* GIVEN ENTRIES

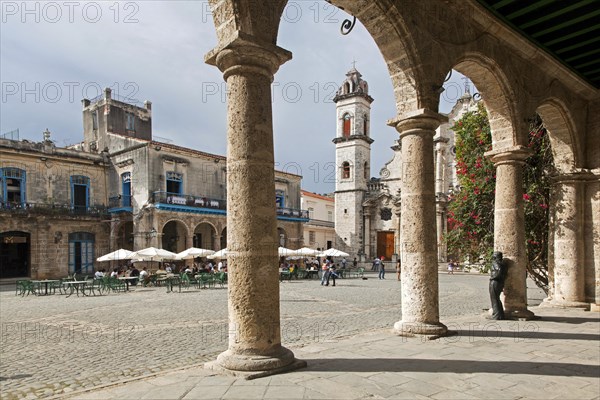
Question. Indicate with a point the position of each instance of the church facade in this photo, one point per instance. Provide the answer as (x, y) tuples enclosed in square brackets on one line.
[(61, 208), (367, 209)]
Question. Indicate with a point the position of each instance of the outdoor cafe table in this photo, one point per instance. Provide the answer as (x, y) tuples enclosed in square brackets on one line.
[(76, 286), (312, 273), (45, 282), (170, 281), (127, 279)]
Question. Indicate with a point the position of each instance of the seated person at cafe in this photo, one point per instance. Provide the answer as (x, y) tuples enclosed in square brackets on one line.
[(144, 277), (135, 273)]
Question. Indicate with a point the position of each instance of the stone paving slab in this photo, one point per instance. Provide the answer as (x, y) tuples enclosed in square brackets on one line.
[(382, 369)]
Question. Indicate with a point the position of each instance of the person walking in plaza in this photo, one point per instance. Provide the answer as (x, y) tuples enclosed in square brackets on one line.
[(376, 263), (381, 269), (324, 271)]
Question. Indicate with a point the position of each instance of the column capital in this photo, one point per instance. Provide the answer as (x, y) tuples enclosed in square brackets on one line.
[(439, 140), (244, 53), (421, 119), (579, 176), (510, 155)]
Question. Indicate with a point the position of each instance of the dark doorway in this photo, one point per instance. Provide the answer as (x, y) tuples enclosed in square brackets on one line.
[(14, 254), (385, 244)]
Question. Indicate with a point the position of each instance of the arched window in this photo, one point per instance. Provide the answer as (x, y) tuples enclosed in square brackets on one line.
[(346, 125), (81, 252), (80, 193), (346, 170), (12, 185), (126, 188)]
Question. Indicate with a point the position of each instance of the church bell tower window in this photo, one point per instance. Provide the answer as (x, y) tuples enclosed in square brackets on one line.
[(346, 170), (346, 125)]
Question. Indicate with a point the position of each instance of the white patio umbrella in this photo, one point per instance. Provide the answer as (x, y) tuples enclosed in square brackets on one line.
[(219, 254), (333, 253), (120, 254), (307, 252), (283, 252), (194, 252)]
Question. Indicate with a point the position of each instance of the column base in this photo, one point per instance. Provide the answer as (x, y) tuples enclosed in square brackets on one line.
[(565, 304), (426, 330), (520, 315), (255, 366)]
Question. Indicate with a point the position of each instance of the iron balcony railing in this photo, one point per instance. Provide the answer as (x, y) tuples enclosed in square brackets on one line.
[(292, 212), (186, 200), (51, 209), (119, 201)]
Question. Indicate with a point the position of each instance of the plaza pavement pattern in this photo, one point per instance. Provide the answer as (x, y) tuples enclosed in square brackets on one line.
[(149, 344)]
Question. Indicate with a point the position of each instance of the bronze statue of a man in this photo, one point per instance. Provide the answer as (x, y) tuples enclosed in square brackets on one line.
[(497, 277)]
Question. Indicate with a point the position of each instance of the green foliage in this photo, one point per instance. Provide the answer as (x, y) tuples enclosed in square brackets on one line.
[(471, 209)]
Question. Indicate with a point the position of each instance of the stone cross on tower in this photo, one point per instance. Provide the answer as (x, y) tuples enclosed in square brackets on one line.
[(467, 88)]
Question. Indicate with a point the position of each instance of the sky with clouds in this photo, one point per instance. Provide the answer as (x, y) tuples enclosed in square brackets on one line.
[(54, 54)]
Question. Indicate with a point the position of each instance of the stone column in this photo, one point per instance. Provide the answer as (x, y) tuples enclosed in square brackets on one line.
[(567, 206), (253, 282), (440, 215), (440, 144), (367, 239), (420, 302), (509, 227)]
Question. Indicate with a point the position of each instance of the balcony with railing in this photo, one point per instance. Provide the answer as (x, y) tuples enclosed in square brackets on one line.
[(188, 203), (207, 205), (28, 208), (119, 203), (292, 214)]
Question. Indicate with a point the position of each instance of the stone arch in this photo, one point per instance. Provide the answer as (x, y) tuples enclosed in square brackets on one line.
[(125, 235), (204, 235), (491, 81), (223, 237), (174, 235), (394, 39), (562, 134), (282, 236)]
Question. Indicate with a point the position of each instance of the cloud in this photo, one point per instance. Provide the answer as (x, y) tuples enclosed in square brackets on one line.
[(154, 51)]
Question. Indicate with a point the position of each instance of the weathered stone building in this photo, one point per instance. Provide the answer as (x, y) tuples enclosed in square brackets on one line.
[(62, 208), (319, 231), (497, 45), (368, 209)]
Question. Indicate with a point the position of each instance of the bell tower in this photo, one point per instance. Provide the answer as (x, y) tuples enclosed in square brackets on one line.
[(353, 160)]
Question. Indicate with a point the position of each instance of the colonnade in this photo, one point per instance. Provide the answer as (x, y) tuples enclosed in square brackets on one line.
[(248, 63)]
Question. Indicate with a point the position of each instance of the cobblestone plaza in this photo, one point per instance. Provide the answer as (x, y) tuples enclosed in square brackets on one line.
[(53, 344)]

--

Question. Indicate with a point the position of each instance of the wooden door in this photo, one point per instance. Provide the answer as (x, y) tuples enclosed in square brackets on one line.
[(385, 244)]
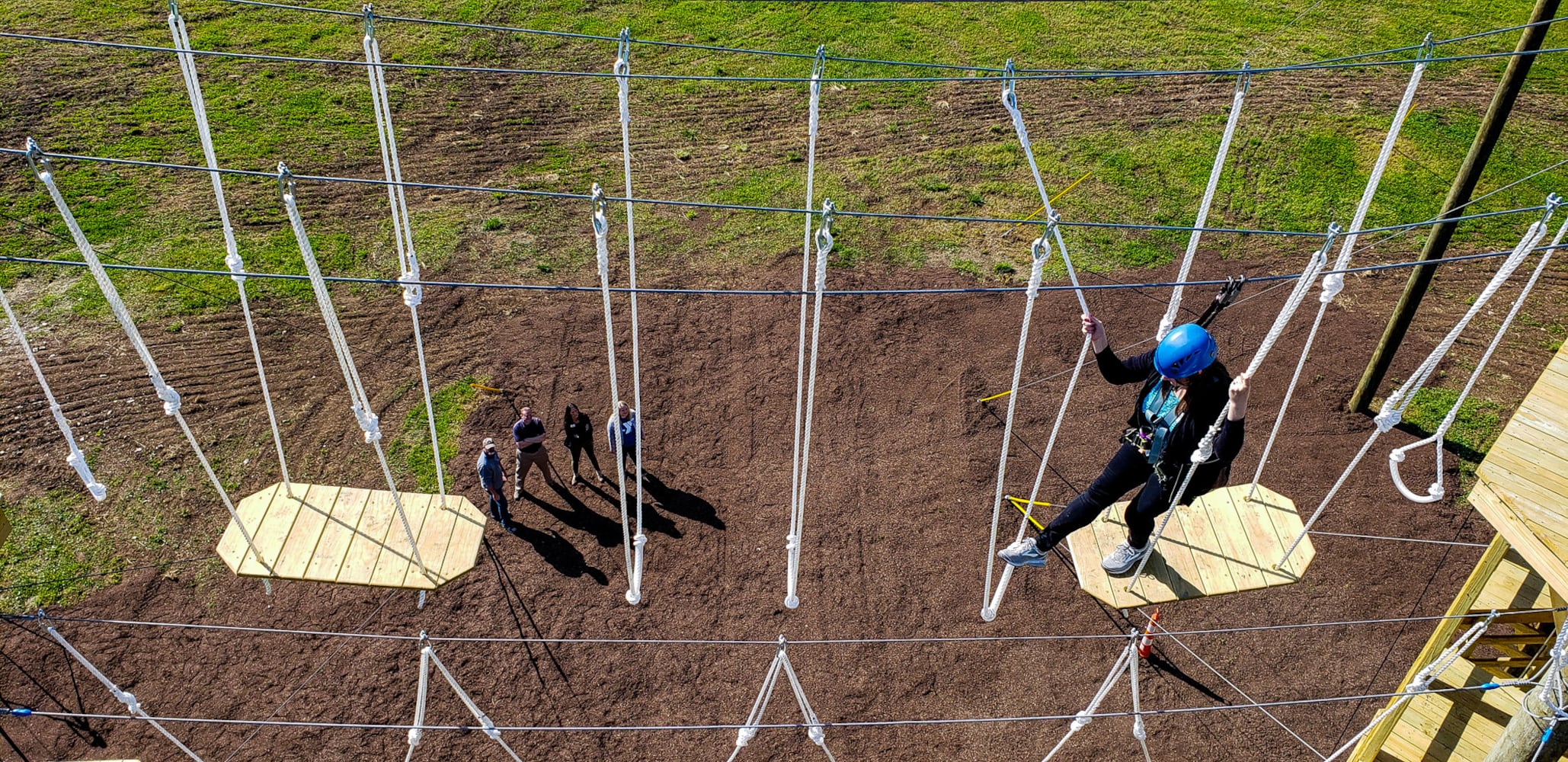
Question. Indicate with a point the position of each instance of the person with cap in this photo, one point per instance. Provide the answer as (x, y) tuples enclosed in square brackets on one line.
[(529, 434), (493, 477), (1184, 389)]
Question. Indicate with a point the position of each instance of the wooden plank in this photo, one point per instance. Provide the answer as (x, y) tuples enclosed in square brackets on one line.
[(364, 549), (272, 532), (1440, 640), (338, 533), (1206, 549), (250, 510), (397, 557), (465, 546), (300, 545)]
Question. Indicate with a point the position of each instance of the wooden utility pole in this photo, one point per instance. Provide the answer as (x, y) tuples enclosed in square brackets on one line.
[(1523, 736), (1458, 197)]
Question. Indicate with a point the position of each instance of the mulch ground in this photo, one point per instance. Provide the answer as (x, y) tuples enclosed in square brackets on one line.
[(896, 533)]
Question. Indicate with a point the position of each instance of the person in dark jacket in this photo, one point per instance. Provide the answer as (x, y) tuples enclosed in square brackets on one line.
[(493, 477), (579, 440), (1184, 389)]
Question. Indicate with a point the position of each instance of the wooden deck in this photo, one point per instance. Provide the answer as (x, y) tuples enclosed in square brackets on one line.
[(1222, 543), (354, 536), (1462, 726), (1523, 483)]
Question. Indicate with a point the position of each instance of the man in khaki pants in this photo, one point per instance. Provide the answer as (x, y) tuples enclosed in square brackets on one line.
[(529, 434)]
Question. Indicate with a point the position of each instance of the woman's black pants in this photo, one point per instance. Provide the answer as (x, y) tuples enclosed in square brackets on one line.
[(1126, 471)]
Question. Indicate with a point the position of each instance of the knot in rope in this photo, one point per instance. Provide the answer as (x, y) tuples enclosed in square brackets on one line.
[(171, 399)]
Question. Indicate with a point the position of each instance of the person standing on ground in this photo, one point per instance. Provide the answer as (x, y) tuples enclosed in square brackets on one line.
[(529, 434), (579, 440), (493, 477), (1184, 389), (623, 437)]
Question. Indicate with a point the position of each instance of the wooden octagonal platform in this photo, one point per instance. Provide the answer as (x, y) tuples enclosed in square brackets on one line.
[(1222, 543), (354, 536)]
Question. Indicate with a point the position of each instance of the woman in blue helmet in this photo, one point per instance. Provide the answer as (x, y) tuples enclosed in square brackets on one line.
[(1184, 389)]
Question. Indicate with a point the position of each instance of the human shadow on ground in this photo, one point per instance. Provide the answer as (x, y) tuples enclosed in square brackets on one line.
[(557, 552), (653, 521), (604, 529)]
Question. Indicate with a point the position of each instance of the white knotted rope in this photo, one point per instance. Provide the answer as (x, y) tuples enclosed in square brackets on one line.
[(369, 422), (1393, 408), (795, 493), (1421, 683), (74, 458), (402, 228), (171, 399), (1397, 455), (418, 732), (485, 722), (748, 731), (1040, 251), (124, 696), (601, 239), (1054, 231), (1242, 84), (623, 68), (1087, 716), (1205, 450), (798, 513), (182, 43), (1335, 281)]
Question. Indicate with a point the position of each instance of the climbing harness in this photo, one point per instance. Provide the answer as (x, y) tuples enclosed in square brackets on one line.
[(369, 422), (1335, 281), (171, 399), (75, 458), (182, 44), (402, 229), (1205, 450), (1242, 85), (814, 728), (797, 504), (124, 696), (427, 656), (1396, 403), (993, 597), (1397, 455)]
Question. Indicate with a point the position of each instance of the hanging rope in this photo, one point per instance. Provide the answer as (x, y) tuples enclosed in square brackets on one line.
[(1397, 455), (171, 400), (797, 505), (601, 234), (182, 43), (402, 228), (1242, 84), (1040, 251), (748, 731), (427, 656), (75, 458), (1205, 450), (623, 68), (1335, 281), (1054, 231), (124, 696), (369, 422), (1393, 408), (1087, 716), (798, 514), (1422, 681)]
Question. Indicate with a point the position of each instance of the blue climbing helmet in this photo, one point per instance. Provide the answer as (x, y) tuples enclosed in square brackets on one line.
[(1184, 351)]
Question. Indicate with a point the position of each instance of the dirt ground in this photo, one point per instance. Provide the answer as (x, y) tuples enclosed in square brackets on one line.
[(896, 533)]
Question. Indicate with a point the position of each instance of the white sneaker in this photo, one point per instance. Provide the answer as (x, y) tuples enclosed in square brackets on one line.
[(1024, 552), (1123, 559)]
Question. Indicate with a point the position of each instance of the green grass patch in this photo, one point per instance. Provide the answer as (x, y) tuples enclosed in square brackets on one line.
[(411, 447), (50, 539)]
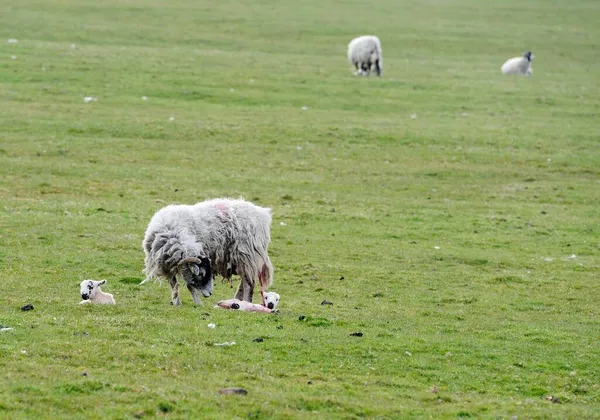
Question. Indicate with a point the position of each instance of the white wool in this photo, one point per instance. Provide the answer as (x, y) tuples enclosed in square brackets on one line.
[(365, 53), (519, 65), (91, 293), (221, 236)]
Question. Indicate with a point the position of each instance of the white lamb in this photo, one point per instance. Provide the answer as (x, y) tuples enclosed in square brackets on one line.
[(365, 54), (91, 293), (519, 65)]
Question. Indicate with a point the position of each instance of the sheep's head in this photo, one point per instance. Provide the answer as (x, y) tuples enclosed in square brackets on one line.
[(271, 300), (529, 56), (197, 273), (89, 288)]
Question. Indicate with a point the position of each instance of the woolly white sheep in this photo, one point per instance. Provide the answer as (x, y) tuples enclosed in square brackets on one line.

...

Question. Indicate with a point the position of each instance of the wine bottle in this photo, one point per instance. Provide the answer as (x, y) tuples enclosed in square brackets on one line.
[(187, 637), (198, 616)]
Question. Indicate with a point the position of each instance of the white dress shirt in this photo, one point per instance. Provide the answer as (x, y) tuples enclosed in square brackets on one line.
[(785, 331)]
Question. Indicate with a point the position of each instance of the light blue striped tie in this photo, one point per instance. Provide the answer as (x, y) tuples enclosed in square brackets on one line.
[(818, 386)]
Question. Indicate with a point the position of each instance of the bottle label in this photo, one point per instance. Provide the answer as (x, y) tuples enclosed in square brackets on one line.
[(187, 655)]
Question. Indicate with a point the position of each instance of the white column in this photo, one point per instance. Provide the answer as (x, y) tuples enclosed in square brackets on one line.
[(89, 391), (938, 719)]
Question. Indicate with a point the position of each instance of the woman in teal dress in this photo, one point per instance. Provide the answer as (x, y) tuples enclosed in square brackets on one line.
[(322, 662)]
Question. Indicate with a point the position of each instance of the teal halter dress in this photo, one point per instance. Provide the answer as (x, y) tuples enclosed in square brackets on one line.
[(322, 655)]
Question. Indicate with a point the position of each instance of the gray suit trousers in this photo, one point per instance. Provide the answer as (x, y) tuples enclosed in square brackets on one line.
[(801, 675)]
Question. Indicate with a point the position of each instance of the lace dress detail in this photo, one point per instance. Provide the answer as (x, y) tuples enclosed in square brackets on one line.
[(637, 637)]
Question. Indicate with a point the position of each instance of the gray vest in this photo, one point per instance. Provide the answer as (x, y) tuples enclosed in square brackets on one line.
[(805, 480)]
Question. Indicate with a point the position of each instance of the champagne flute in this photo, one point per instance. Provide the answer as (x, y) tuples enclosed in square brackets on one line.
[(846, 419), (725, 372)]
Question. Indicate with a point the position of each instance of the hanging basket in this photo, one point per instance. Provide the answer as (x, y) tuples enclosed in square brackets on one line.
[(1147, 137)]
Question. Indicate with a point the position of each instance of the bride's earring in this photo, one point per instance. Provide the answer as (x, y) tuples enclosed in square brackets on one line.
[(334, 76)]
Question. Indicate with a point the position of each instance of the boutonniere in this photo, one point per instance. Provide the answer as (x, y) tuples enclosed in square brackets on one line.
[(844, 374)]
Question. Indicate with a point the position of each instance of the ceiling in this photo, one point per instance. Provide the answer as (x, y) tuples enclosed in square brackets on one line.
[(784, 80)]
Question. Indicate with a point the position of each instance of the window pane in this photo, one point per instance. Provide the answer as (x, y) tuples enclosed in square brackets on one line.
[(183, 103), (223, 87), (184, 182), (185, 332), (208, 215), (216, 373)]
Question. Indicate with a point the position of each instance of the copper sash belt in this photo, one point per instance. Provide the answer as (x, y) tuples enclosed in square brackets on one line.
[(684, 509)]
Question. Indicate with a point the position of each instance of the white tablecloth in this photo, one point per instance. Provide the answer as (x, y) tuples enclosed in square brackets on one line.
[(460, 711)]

* WRITTEN PROBLEM
Copy word for word the lines of the records that begin with the line containing "of the bottle" and run through the line containing "[(89, 391), (938, 719)]", including both of those lines.

* THE OUTPUT
Question. Indicate with a point the position of each instance of the bottle label in this photo, one point per instance. Provide the answer as (x, y) tuples enclosed in square brackets on one line.
[(187, 655)]
Question. Indicate with a point the position of each instance of the white column in this photo, one point per instance. Provide the answer as (x, y) tuples enclosed in square brackets on one line.
[(89, 391), (938, 719)]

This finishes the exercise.